Stored entries:
● ● ● ●

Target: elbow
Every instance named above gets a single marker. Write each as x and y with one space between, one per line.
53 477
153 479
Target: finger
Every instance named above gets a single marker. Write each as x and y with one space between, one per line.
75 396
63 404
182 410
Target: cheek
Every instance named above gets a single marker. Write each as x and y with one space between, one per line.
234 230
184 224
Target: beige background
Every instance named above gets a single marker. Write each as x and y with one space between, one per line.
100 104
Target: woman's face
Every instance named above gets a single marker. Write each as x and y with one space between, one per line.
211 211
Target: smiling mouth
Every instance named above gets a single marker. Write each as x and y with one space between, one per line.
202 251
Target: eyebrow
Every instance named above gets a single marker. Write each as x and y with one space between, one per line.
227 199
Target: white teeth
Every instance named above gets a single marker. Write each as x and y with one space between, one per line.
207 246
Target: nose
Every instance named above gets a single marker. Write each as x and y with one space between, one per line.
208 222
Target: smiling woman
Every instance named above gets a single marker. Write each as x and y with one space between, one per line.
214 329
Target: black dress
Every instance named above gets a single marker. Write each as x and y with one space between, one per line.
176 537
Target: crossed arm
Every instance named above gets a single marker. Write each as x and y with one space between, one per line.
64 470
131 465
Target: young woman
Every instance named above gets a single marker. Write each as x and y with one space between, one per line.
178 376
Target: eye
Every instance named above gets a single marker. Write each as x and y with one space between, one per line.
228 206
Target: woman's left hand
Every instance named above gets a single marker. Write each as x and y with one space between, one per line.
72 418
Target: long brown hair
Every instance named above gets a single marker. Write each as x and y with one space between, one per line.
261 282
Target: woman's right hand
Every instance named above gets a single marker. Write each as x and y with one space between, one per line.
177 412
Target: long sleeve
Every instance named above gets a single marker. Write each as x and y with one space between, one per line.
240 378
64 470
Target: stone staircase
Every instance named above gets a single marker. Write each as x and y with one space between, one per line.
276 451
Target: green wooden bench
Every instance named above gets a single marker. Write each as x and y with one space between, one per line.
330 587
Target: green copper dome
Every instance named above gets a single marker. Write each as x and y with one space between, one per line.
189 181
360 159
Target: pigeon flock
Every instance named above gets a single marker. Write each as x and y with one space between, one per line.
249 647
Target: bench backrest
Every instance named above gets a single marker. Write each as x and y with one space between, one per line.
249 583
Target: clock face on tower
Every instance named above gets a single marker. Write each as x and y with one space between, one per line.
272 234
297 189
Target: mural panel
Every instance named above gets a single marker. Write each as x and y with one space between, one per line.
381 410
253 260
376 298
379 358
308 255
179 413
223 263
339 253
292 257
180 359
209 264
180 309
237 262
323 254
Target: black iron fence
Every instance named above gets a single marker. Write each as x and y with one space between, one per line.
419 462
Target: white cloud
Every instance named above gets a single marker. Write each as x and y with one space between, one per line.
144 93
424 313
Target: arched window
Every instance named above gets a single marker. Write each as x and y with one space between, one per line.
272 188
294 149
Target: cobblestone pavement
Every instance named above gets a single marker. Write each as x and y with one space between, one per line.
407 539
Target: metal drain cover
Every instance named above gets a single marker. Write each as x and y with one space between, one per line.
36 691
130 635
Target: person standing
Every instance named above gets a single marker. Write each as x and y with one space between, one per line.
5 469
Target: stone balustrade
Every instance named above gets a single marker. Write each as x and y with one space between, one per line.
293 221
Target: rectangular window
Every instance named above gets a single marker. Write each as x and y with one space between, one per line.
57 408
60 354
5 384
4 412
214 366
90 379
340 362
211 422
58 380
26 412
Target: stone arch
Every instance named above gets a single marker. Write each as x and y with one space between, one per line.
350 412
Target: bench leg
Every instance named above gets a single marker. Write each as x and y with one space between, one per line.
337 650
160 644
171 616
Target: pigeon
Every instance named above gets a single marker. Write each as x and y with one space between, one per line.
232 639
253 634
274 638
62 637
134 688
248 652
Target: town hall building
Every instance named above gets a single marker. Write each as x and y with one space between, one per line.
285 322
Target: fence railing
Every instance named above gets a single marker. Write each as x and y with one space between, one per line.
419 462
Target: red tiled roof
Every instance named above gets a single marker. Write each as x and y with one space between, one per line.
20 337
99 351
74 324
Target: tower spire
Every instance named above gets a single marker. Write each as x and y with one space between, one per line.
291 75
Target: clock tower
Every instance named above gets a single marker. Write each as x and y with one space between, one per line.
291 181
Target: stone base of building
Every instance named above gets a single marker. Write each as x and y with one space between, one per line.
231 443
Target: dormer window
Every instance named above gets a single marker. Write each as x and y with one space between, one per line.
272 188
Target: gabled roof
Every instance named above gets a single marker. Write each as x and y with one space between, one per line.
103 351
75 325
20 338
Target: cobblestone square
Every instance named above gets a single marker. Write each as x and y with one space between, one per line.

● ● ● ●

**What is required:** Stopping at the line containing "Target: woman's left hand", please repeat exactly every line from the very start of the entries, that line included, and nothing more.

**Task response:**
Target: elbow
Every instance named above gets a single marker. Write each as x and y with one space between, one per line.
53 477
153 479
Target: finger
Every instance named above gets a single marker. Write each as x and y with one space between, one per line.
75 396
63 404
182 410
Target: cheek
Every instance named above gets a single marker. Write each as x and y with one space between, one per line.
234 230
184 224
Target: beige background
Every instance named above gets a single marker. Write each as x and y with one space between, one per line.
100 104
Target: woman's face
Every instance named above gets a single marker. Write each as x and y with one space between, one per line.
211 211
Target: smiling mouth
Every instance named above gets a single marker. Write each as x and y with one space between, one per line.
202 251
Target: eyebrow
Every instance named above gets a single marker. Write each as x and y with one space between, one per line.
227 199
Target: white teeth
Every instance named above gets a single marker. Write each as x and y with one space between, one per line.
207 246
Target: nose
Every instance named above gets a single marker. Write each as x and y with one space between, one per line.
208 222
Target: smiling woman
Every instance named above gets a single marker. Write each as x and y with one space between, one per line.
214 329
Target: black dress
Every instance named above gets a single marker. Write each as x and y with one space between, one per line.
176 537
Target: crossed arm
Every instance named above gets a single marker. Write each as x and y with one space between, one per line.
64 470
131 465
Target: young woman
Every instance named above gets a single marker. Write each as x and y with one space between, one per line.
178 376
Target: eye
Every instance named above gets a single marker. Write each as x and y with one space between, one per line.
228 206
Target: woman's left hand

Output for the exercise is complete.